===== EXCERPTED PASSAGE =====

Straggler Detection in MapReduce. Dean and Ghemawat [4] presented a straggler detection mechanism based on progress score, a 0-to-1 number represents the ratio of processed data over the total input data. A task, which has a progress score less than the average progress score minus 20%, is marked as a straggler. This mechanism has shown a reduction to the job execution times by 44%. Zaharia et al. [20] noticed that the progress score alone does not accurately reflect how fast a task runs as different tasks start at different times. Therefore, they present a new detection mechanism (i.e., LATE) which takes into consideration both the progress score and the elapsed time (i.e., the time each task takes from the moment it starts). These two parameters are used to calculate the progress rate of each task. In practice, this straggler detection mechanism can reduce the job execution times by a factor of 2. Recent studies [2, 3, 5, 6, 17, 18] have shown that there still exist several reasons that lead to incorrect straggler detections, including data locality and task execution skew. Ananthanarayanan et al. [2] proposed a cause-aware straggler detection mechanism. It keeps monitoring the performance and resource consumption of tasks and uses this information to infer the causes of slow task executions (e.g., non-local task and data skew). Our hierarchical straggler detection mechanism complements these mechanisms to enforce identifying the most critical stragglers and hence reduce the extra energy consumption imposed by speculating non-critical ones.
Straggler Handling in MapReduce. Ren et al. [15] proposed a speculation-aware scheduler, named Hopper. Hopper reserves spare resources to run speculative copies whenever needed. Ananthanarayanan et al. [1] presented Dolly, a straggler handling approach which launches multiple copies (i.e., clones) for each task when starting MapReduce applications. While previous studies mainly answer the question of when to allocate the resources to speculative copies, this paper tackles the problem of where to allocate speculative copies. In particular, it leverages the heterogeneity of resources (in terms of performance and energy) to reduce the energy consumption of MapReduce applications.
3 On the Energy Inefficiency of Speculative Execution
In this section, we discuss the energy inefficiency of the default speculative execution mechanism in Hadoop.
3.1 Huge Energy Waste Due to Unsuccessful Speculative Copies
Speculative execution is initially designed to handle stragglers and improve job performance. The common wisdom applied in existing straggler detection mechanisms is to detect as many stragglers as possible in order to cut the heavy-tails in job execution. For example, Default [4] decides a task with progress less than 80% of the average progress as straggler. LATE [20] marks the tasks with speed less than the mean speed minus the standard deviation as stragglers. Mantri [2] considers tasks with 1.5x times longer execution time than average execution time as stragglers. To understand the energy efficiency of these straggler detection mechanisms, we have analyzed one month traces (October 2012) collected from a Hadoop production cluster in CMU [14]. Figure 1 shows the ratio of killed speculative copies, i.e., unsuccessful copies, over all copies for each Hadoop job, as well as the ratio of resources consumed by the killed copies over the total resource consumption of a job. We observe that many speculative copies are unsuccessful and are wasting a lot of resources. For example, among the total 568 jobs, there are 370 jobs which have speculative execution with no successful copy. For some jobs, the killed copies consumed more than 40% of the job’s total resource consumption. The large number of unsuccessful speculative copies is mainly due to the late detection and the wrongly detected stragglers. To conclude, the philosophy of detecting as many stragglers as possible in speculative execution is no longer optimal from the energy perspective.

===== LISTED RECORDS =====

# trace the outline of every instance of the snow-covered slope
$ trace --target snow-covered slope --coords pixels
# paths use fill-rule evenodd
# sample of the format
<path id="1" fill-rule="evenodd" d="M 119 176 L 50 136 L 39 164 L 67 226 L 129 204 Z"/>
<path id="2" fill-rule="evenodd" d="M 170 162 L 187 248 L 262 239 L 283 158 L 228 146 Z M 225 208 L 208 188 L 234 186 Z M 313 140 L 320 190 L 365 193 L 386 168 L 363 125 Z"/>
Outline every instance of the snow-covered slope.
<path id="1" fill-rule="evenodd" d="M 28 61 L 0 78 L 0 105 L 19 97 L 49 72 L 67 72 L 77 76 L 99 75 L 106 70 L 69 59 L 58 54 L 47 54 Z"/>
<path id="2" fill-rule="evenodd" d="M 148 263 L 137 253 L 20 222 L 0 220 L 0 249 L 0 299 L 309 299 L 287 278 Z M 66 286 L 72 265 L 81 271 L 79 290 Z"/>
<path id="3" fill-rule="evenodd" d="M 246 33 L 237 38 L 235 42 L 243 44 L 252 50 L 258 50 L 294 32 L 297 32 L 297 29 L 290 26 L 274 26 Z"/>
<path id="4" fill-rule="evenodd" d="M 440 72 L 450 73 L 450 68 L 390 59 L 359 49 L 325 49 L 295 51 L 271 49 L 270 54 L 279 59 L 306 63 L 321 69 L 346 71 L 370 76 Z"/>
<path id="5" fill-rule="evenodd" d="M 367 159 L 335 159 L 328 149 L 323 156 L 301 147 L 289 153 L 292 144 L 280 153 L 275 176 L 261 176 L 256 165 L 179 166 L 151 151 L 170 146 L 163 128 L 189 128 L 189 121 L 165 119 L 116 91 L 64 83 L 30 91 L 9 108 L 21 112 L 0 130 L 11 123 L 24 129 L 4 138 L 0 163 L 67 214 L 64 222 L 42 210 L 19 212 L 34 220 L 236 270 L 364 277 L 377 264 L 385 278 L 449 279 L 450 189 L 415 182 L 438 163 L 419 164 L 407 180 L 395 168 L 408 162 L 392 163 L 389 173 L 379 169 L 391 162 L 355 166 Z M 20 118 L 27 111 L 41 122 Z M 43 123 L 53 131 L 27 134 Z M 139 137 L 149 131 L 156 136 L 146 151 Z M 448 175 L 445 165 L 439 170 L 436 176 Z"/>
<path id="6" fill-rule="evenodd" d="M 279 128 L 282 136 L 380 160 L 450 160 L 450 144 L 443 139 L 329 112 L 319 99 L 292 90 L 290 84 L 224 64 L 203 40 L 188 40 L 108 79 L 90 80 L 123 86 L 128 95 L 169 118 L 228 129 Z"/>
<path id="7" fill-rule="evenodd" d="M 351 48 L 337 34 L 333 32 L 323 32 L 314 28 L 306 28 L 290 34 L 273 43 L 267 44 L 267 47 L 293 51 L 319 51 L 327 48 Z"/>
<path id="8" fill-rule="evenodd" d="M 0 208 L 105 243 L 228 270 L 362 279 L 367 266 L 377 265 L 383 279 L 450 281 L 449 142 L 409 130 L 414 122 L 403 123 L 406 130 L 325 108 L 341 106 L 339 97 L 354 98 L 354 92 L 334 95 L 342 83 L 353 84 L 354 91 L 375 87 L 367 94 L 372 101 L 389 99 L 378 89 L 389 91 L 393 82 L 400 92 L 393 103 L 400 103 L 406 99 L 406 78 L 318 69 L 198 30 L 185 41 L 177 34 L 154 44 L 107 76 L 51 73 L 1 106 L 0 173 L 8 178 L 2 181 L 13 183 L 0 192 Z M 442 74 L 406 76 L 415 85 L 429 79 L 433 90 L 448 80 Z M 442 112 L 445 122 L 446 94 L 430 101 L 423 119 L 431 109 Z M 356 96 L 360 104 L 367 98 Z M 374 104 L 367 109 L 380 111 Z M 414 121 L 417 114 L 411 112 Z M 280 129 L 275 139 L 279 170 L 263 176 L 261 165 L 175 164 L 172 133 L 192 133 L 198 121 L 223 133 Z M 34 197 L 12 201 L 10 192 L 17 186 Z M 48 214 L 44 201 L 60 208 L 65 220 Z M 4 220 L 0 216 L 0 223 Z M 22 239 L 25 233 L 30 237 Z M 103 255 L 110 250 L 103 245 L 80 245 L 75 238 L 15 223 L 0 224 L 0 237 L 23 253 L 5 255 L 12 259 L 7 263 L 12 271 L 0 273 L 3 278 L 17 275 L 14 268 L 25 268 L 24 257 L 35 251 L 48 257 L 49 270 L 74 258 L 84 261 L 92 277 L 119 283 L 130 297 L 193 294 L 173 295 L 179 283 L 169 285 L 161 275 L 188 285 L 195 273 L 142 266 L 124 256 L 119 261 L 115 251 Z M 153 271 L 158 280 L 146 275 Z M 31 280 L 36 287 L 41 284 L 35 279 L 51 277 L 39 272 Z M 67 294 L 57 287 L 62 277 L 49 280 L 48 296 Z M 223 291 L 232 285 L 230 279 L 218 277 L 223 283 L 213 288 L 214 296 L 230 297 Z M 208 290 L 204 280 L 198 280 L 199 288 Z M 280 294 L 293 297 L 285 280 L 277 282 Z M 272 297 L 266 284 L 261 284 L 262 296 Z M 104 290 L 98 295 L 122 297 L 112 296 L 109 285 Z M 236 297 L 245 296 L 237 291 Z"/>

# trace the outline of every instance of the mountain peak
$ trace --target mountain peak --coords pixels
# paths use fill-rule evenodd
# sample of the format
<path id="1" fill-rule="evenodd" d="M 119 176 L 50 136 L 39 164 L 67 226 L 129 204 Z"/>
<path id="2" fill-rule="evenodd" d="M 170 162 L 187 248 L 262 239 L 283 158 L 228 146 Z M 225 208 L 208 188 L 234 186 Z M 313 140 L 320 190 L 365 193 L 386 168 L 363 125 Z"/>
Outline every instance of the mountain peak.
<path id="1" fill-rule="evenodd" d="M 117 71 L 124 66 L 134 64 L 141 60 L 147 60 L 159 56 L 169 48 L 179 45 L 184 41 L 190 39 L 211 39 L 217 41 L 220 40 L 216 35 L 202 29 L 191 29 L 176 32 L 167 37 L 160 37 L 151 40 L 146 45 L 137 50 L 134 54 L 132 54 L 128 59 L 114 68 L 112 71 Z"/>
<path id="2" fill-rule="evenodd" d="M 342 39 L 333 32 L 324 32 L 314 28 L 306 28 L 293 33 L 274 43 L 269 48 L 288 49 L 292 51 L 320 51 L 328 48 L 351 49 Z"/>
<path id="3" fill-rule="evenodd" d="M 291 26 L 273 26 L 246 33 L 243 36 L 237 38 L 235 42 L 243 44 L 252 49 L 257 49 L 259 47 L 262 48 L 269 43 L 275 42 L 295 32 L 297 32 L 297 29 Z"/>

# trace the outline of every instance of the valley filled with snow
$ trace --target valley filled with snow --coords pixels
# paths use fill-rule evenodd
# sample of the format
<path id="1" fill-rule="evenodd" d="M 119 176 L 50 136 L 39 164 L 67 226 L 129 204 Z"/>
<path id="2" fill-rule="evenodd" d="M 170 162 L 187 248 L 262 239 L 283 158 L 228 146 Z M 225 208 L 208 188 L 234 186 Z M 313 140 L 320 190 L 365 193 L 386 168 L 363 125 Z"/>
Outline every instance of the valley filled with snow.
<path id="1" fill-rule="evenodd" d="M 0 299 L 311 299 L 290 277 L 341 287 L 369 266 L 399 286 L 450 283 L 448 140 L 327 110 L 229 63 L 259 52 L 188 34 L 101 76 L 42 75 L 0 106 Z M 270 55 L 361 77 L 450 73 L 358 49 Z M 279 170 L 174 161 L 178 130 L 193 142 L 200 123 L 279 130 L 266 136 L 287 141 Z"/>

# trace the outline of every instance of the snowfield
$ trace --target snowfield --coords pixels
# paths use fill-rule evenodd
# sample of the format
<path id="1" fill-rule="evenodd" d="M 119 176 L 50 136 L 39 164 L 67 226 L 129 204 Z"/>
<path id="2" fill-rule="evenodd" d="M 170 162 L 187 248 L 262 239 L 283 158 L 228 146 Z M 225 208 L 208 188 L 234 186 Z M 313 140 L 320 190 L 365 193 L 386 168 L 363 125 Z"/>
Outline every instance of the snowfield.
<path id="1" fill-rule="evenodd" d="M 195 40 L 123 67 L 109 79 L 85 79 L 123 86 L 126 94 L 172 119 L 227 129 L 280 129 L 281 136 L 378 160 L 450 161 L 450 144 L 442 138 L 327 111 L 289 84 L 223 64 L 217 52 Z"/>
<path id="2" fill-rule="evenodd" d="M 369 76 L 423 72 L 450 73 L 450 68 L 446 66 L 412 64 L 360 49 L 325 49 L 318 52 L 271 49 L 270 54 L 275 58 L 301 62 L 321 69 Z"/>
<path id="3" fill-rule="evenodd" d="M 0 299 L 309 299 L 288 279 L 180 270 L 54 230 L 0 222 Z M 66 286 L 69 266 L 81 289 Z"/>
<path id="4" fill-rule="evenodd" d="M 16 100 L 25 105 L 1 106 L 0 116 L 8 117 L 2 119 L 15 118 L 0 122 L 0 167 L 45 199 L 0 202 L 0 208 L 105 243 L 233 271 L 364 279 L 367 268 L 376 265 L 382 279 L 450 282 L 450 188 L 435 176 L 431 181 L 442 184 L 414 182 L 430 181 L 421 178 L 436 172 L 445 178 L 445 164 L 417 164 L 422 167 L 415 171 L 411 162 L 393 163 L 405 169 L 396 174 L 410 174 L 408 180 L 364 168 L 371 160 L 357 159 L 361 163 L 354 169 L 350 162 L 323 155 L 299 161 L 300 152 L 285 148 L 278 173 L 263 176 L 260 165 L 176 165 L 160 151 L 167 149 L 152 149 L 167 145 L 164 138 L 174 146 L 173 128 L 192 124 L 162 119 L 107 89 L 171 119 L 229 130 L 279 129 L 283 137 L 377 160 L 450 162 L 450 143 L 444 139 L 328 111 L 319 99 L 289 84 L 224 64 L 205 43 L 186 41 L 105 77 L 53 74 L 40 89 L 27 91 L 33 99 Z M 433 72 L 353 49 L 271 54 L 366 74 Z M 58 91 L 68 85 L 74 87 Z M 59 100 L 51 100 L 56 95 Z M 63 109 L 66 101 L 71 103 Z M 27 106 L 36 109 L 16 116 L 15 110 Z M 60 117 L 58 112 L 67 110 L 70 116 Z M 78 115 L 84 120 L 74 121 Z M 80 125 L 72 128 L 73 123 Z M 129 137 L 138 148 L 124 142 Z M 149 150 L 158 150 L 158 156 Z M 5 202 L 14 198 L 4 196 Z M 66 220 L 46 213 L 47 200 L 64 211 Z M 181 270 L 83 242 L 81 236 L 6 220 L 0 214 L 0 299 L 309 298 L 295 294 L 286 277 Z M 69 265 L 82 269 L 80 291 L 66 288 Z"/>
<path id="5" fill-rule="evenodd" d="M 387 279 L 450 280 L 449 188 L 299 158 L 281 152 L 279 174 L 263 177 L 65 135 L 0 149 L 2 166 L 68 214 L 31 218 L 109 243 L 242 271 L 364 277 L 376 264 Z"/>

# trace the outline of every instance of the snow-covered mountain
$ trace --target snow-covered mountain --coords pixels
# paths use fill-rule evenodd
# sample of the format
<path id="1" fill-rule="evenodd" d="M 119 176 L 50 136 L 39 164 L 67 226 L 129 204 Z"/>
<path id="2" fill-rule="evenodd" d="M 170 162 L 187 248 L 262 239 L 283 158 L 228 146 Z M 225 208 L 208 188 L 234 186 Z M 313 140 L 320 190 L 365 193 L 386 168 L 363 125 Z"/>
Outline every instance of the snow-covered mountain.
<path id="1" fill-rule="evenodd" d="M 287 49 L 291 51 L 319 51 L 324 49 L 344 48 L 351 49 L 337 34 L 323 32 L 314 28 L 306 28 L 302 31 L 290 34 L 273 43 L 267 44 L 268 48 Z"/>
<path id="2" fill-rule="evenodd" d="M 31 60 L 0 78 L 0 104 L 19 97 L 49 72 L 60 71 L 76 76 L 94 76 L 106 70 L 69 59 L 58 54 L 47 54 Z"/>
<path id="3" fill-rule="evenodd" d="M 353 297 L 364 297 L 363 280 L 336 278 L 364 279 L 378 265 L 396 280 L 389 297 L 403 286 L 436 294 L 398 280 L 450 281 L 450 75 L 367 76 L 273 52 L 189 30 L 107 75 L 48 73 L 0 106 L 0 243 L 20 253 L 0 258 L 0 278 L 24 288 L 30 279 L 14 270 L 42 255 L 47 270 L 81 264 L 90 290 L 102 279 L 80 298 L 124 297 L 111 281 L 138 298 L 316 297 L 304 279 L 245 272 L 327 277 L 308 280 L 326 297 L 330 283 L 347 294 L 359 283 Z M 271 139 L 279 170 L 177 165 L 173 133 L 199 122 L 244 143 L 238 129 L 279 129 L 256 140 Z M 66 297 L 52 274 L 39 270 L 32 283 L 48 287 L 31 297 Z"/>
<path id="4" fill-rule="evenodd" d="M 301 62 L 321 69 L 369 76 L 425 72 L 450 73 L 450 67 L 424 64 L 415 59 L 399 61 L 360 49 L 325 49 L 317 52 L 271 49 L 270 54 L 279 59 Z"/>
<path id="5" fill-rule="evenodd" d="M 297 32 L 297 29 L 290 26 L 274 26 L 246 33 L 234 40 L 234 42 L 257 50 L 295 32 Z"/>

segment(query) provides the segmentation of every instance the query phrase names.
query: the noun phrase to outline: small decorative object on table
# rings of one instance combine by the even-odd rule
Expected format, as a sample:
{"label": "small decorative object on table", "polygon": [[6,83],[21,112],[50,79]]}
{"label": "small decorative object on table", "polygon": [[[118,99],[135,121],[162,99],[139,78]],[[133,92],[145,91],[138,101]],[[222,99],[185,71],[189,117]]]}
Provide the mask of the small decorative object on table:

=====

■ EXERCISE INSTRUCTIONS:
[A] In the excerpt on MapReduce stragglers, how many of the 568 jobs had speculative execution with no successful copy?
[B] Write out the excerpt on MapReduce stragglers word for word, starting with "3 On the Energy" and going on through "mechanism in Hadoop.".

■ ANSWERS TO THE EXERCISES:
[A] 370 jobs.

[B]
3 On the Energy Inefficiency of Speculative Execution
In this section, we discuss the energy inefficiency of the default speculative execution mechanism in Hadoop.